Return the run of lines below that opens with the line containing "Target: paved walkway" and closes with the line containing "[locate] man's hand", keeping each one exact.

++++++++++++++++++++

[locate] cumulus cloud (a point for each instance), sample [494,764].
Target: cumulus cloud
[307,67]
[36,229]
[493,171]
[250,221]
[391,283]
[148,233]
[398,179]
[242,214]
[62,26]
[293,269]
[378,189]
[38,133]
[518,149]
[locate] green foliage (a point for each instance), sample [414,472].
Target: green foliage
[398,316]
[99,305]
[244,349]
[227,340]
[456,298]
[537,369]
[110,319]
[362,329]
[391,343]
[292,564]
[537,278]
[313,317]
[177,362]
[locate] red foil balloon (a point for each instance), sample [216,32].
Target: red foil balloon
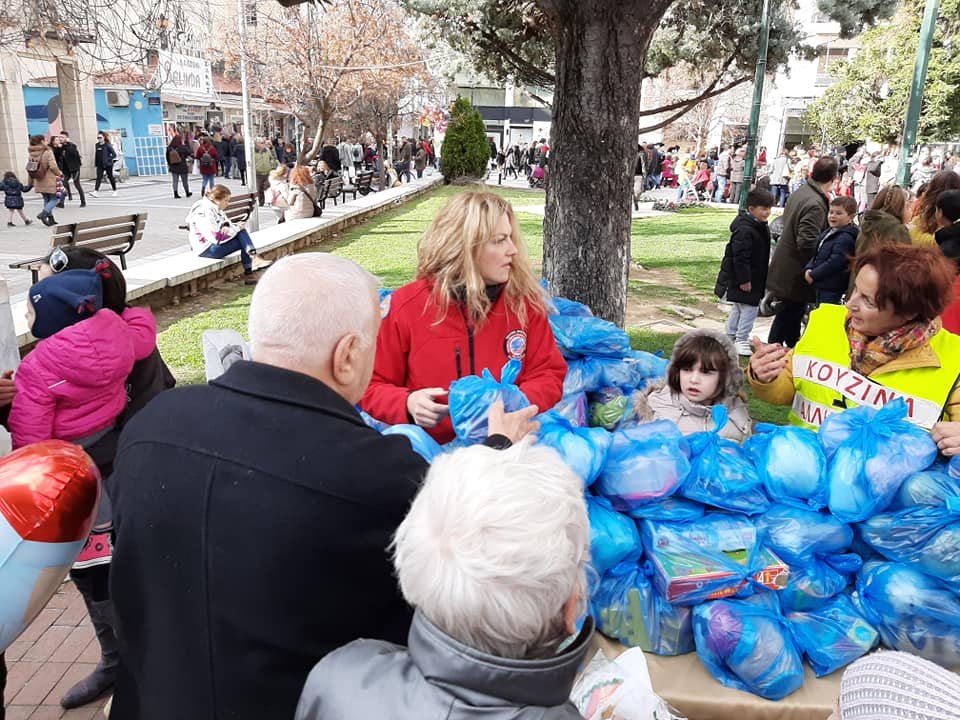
[48,502]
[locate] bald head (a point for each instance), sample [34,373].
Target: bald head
[317,314]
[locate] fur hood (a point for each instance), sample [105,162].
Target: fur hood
[736,376]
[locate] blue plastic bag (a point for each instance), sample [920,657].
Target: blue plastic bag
[790,463]
[671,509]
[832,636]
[870,453]
[926,537]
[930,487]
[811,586]
[572,408]
[627,608]
[614,538]
[644,463]
[472,396]
[590,374]
[424,445]
[747,645]
[583,449]
[801,536]
[714,556]
[721,473]
[912,611]
[579,336]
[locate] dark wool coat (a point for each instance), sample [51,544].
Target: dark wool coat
[830,265]
[13,193]
[804,218]
[745,259]
[252,521]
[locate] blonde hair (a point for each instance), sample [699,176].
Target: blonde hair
[449,254]
[218,193]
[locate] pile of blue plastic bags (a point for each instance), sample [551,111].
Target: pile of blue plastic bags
[795,546]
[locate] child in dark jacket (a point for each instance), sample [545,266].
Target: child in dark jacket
[13,191]
[743,271]
[829,268]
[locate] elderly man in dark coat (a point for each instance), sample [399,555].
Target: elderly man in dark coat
[253,514]
[804,218]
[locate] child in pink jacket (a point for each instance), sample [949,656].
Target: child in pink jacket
[72,386]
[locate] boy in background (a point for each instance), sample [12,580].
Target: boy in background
[829,268]
[743,271]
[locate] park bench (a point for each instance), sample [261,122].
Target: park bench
[111,236]
[329,190]
[362,185]
[240,208]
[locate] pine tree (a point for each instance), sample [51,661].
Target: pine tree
[465,151]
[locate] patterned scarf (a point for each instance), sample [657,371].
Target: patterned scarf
[868,353]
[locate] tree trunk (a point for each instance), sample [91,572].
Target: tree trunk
[601,46]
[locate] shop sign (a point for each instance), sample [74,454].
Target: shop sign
[183,75]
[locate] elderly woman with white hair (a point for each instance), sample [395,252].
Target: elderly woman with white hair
[493,555]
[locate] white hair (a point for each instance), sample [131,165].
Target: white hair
[494,545]
[304,304]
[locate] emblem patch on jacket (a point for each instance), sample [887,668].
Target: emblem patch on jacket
[515,344]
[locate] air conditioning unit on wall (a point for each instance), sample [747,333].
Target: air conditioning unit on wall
[118,98]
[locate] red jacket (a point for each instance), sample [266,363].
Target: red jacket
[951,316]
[414,353]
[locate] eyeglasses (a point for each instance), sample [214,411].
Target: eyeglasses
[58,260]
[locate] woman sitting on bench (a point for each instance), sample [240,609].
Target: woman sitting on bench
[214,235]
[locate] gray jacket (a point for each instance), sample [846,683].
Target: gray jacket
[439,678]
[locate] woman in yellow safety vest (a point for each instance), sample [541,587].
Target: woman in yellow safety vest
[887,342]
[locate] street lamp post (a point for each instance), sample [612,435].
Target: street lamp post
[749,170]
[253,221]
[916,91]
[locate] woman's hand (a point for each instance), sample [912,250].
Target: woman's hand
[424,410]
[947,437]
[767,361]
[516,425]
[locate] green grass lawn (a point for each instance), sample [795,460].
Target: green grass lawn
[691,242]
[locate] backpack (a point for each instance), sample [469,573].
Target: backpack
[33,168]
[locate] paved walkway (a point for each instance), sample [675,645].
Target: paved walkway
[56,651]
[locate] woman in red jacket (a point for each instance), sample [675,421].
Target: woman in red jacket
[475,304]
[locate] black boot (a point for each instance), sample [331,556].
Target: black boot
[100,681]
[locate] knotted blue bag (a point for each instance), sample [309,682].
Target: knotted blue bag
[870,453]
[614,538]
[790,463]
[748,645]
[472,396]
[913,612]
[833,635]
[645,463]
[721,473]
[584,449]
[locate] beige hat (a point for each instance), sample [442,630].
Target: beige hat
[891,685]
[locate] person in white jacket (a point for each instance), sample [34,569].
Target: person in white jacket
[213,235]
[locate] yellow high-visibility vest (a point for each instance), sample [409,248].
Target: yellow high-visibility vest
[825,384]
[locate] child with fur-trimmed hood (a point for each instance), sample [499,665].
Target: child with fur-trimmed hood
[704,371]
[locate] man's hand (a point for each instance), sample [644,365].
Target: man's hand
[424,410]
[7,388]
[947,437]
[767,361]
[516,425]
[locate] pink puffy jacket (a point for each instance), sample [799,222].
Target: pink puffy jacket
[73,383]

++++++++++++++++++++

» Solved exercise
Target: paved walkway
[56,651]
[locate] woman in red jacket (a point for each instance), sample [675,421].
Target: woman in red jacket
[475,304]
[locate] black boot (a point for each instance), sample [331,556].
Target: black boot
[100,681]
[locate] knotted blue bag (a point for each instance), sample [309,682].
Target: knotted blue bag
[870,453]
[614,538]
[790,463]
[748,645]
[472,396]
[913,612]
[833,635]
[645,463]
[721,473]
[584,449]
[locate] beige hat (a point for each instance), sample [442,630].
Target: beige hat
[891,685]
[locate] person in white jacket (a point for each instance), sample [34,569].
Target: person in white jacket
[213,235]
[locate] yellow high-visibility vest (a point for each instance), sample [409,248].
Target: yellow high-visibility vest
[825,384]
[locate] child with fur-trimmed hood (a point for each instance), sample [499,665].
Target: child with fur-trimmed hood
[704,371]
[locate] man's hand (a point for each instance), sample [644,365].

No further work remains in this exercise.